Source material Block Start

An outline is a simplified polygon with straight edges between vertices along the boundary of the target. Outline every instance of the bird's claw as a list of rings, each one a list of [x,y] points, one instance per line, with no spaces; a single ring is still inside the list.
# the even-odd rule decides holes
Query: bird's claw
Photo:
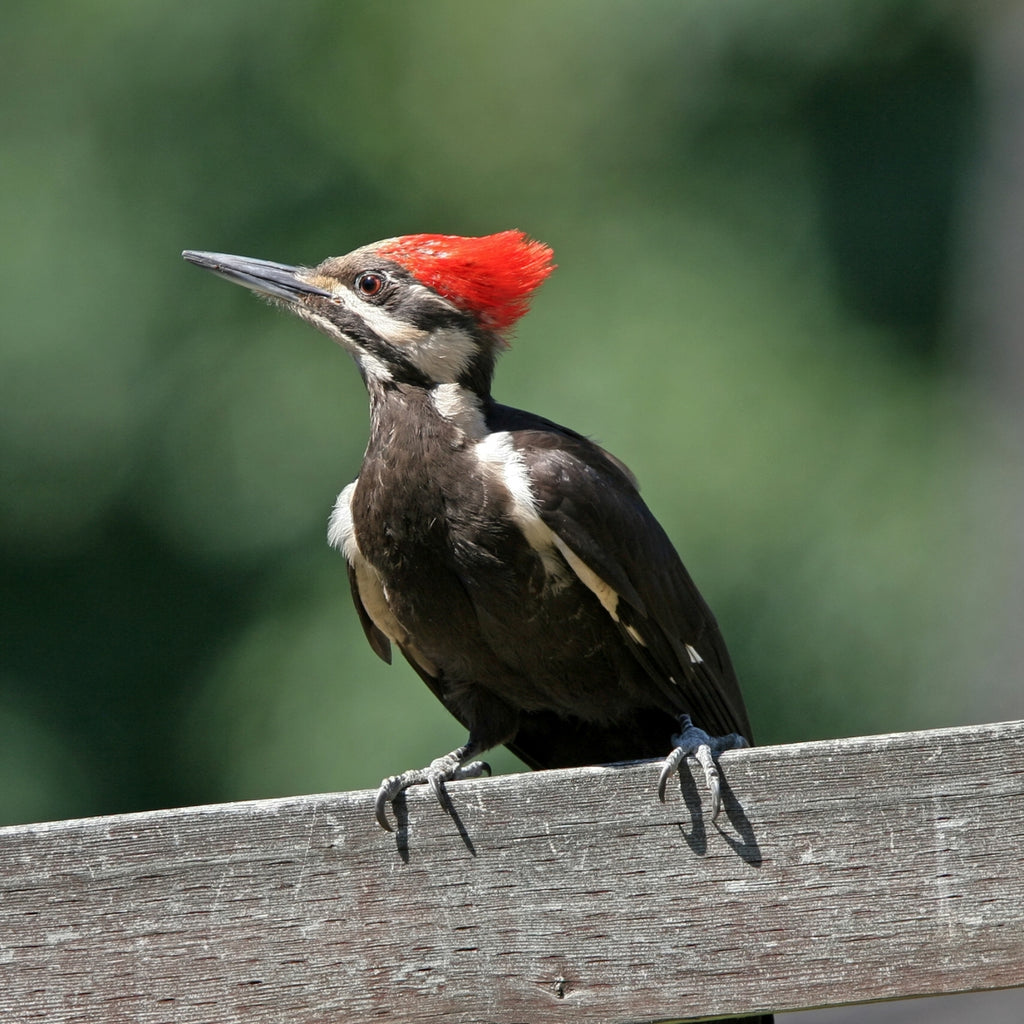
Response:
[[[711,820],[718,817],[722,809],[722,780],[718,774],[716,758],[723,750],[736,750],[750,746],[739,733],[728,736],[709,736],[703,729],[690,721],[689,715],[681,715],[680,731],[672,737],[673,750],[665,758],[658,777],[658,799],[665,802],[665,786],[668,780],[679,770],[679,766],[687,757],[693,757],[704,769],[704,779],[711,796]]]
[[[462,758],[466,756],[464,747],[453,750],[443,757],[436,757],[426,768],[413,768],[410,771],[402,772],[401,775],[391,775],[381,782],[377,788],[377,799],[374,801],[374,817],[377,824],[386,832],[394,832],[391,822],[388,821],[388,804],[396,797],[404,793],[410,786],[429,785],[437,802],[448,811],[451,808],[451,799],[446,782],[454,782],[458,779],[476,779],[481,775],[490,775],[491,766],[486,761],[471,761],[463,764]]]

Source material Block End

## What the task asks
The records above are to be duplicated exactly, pictures left out.

## Response to this task
An outline is a simplified polygon with straight edges between vertices along the boundary of the target. Outline every instance of the bird's claw as a list of rings, each one a list of [x,y] points, one instance per line, with no spaces; a single ring is still inside the list.
# the even-odd rule decides holes
Query: bird's claw
Photo:
Response:
[[[711,820],[718,817],[722,809],[722,780],[718,774],[716,758],[723,750],[736,750],[750,746],[739,733],[728,736],[709,736],[703,729],[690,721],[689,715],[681,715],[680,731],[672,737],[673,750],[665,758],[658,777],[658,799],[665,802],[665,786],[668,780],[679,770],[679,766],[687,757],[693,757],[704,769],[704,779],[711,796]]]
[[[462,758],[466,756],[464,747],[453,750],[443,757],[436,757],[426,768],[413,768],[410,771],[402,772],[401,775],[391,775],[381,782],[377,788],[377,799],[374,801],[374,817],[377,824],[386,832],[394,832],[391,822],[388,821],[388,804],[396,797],[404,793],[410,786],[429,785],[437,802],[448,811],[451,808],[451,799],[446,782],[454,782],[458,779],[476,779],[481,775],[490,775],[491,766],[486,761],[471,761],[463,764]]]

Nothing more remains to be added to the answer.